Directions for this task:
From the line containing "Guideline: for every instance of the bare" onward to the last line of the data below, copy each line exactly and add nothing.

Provided entries Start Marker

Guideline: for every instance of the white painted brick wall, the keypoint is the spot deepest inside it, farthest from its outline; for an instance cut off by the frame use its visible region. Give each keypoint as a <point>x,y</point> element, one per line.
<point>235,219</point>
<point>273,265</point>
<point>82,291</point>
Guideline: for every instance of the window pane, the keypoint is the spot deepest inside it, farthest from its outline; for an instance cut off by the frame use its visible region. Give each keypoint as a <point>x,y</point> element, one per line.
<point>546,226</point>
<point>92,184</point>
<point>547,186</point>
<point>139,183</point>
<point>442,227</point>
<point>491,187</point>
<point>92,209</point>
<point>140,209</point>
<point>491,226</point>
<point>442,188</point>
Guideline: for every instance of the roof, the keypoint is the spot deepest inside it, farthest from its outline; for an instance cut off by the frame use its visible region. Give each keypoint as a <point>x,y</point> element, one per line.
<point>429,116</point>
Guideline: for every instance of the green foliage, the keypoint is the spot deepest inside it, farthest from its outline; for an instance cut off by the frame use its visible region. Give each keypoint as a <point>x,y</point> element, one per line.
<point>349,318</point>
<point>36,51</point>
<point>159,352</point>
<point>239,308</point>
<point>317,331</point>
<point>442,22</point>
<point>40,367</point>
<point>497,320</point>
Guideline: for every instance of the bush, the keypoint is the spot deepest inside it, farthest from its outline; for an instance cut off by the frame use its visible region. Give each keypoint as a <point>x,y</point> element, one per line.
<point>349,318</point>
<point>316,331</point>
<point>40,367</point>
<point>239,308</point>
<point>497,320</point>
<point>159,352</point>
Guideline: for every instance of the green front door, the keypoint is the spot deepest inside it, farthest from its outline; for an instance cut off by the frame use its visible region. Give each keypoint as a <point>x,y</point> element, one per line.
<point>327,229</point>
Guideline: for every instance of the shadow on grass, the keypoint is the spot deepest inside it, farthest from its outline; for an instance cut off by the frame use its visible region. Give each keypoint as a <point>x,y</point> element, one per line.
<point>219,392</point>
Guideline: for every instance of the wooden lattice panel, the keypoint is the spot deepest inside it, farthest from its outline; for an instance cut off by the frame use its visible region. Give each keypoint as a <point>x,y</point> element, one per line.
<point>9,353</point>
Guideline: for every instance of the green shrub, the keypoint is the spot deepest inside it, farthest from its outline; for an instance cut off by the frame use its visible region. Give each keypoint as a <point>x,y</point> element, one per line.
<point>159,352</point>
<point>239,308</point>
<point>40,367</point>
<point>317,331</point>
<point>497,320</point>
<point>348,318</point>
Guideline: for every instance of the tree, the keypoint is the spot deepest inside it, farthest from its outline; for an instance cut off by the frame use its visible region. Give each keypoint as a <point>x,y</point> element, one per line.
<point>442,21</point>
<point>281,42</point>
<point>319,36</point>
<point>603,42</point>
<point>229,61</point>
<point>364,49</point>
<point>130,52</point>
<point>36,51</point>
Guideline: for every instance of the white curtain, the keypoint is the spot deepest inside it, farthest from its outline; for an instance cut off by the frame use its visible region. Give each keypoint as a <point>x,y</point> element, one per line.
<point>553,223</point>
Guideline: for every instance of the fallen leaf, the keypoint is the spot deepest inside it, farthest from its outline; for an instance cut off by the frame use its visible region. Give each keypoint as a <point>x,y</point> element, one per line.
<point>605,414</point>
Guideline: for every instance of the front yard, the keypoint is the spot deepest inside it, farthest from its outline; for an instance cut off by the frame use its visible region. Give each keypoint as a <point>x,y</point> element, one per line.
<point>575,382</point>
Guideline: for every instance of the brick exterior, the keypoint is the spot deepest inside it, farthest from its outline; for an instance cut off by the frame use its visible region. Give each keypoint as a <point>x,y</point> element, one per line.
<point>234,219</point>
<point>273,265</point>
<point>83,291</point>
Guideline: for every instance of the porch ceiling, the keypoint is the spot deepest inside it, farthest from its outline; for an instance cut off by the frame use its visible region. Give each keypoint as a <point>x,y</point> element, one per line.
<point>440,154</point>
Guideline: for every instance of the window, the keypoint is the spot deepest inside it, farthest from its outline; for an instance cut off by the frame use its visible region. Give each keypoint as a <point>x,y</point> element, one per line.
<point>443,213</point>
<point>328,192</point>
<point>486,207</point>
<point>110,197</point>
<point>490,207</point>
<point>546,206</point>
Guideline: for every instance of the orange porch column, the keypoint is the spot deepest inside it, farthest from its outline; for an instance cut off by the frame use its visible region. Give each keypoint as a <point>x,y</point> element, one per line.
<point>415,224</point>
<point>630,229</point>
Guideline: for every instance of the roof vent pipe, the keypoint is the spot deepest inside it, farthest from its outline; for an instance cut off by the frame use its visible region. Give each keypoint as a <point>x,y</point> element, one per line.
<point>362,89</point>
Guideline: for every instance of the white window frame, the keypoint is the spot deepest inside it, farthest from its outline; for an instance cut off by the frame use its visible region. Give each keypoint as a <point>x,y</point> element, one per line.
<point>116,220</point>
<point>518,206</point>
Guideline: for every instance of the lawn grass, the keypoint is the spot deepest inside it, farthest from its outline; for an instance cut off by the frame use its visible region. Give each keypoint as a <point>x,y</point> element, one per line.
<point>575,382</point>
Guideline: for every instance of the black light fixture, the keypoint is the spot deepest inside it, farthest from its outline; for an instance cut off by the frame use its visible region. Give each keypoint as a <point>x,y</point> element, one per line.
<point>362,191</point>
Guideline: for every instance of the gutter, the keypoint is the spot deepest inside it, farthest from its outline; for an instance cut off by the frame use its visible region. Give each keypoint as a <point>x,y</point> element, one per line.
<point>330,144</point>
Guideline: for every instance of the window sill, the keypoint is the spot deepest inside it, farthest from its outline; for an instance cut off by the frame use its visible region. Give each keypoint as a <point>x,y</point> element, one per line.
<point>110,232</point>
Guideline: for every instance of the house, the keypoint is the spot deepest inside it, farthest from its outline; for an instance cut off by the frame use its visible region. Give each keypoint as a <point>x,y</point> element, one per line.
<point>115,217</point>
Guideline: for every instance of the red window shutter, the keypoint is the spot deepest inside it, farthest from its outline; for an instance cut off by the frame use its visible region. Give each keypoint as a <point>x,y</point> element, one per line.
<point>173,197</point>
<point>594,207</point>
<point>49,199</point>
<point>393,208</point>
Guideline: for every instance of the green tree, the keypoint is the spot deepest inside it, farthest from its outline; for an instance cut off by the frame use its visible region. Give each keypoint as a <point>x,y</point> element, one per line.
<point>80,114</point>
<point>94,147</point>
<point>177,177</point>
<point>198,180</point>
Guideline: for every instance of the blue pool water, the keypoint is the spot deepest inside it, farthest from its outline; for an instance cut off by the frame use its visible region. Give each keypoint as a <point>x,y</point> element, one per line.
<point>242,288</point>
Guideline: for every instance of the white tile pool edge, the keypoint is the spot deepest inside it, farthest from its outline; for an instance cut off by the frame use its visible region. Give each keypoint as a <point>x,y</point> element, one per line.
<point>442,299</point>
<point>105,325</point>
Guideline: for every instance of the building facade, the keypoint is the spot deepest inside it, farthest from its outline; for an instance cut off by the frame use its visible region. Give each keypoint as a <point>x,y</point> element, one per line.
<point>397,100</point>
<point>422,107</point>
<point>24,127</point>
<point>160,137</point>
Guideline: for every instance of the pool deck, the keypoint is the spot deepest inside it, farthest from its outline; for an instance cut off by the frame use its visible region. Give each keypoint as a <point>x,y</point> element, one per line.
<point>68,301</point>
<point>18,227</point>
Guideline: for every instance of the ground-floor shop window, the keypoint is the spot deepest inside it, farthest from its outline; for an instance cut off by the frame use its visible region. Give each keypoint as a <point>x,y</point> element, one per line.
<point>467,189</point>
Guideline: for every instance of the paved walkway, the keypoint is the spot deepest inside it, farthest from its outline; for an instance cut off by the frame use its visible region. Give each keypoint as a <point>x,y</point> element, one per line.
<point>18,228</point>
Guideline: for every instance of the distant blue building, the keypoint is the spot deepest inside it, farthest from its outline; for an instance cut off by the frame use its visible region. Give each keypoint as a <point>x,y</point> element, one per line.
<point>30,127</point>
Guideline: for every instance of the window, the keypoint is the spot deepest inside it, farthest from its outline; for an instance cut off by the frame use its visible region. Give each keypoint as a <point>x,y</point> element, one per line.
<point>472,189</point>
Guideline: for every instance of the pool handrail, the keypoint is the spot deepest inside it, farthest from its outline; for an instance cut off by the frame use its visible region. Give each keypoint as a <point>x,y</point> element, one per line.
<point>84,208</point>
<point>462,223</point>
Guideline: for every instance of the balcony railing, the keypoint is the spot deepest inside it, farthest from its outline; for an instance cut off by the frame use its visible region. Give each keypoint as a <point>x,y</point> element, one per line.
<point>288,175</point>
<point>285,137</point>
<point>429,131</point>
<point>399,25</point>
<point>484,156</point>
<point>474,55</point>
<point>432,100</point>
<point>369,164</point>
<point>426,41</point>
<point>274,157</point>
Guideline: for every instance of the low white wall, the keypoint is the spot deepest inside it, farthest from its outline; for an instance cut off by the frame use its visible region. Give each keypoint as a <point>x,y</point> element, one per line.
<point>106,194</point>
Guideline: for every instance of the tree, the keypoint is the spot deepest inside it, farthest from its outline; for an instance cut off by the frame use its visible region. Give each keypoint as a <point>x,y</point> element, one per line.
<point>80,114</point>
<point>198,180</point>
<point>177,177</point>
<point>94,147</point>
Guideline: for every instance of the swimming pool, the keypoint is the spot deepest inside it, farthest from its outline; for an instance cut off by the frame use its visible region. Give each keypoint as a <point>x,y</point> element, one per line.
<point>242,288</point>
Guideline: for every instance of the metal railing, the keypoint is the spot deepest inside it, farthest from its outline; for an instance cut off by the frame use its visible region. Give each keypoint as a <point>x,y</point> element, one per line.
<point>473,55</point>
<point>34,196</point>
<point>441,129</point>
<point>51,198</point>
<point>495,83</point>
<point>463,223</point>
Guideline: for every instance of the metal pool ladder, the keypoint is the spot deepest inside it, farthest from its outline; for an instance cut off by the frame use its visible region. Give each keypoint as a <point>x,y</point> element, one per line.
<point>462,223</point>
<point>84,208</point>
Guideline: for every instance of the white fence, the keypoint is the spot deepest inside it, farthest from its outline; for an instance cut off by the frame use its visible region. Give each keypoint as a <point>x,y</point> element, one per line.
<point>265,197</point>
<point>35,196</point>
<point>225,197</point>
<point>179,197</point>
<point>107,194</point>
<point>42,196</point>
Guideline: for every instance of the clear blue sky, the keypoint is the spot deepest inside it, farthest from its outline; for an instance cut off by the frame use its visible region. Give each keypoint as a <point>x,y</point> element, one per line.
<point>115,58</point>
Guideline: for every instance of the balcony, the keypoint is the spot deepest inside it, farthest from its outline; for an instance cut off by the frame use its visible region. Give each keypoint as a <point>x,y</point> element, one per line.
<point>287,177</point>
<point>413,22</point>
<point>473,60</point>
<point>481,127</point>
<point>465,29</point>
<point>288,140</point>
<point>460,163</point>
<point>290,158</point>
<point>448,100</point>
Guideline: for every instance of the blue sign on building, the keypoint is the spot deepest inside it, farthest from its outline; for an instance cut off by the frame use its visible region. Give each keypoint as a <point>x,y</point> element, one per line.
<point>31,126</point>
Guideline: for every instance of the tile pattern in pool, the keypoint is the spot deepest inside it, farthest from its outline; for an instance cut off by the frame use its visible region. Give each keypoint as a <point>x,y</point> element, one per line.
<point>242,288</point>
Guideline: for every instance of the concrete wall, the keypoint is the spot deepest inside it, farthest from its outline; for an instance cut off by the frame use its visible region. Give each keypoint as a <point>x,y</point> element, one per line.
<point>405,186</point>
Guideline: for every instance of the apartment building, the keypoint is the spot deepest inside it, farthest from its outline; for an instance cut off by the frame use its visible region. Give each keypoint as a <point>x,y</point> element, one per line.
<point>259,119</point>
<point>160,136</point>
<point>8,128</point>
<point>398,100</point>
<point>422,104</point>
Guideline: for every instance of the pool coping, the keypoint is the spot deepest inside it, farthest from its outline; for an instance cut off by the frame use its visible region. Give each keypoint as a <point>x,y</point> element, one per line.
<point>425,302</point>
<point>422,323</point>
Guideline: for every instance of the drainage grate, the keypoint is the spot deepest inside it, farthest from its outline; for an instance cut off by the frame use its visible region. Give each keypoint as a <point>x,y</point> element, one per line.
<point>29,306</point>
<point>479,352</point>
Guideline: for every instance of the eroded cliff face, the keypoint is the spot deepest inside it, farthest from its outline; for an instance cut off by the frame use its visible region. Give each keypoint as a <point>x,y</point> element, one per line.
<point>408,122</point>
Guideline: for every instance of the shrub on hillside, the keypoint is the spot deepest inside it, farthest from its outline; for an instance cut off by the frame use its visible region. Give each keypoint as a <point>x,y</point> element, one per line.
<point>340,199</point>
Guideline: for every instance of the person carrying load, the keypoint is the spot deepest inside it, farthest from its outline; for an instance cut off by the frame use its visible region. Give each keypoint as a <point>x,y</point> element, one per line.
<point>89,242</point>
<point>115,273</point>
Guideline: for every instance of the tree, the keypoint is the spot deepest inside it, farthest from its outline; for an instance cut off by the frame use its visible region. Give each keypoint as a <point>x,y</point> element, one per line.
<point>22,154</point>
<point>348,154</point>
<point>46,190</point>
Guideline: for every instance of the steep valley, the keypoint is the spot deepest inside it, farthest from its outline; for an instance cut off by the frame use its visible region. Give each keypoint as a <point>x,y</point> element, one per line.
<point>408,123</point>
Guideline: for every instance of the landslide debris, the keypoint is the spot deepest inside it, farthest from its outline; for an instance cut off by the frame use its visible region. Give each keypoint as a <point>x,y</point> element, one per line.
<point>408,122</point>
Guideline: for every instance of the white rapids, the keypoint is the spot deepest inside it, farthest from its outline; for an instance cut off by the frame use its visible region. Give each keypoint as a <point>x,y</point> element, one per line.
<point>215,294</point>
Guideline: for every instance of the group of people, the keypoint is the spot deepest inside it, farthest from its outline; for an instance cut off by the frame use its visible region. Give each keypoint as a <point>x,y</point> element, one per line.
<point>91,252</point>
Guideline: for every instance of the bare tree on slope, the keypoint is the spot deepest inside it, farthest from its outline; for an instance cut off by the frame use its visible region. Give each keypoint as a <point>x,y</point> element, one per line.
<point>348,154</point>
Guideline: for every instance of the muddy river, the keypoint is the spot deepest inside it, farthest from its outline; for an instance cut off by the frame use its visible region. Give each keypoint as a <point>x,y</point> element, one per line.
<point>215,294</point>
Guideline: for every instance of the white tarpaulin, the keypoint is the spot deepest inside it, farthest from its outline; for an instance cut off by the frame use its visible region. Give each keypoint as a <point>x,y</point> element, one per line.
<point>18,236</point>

Provided entries End Marker

Response:
Guideline: for every instance of the bare tree on slope, the keypoint is the spot deepest inside it, farthest from its outline; for an instance cut off by the frame use its visible region. Give each keypoint as a <point>x,y</point> element, one per line.
<point>348,154</point>
Guideline: for every instance of the muddy river, the keypoint is the spot deepest inside it, farthest from its outline; for an instance cut off by the frame use its visible region. Give each keypoint as a <point>x,y</point> element, one per line.
<point>215,294</point>
Guideline: for every instance of the white tarpaulin, the keypoint is the spot deepest inside it, farthest from its outline; for an instance cut off by the frame use its visible region. Give each keypoint as a <point>x,y</point> element, one per line.
<point>18,236</point>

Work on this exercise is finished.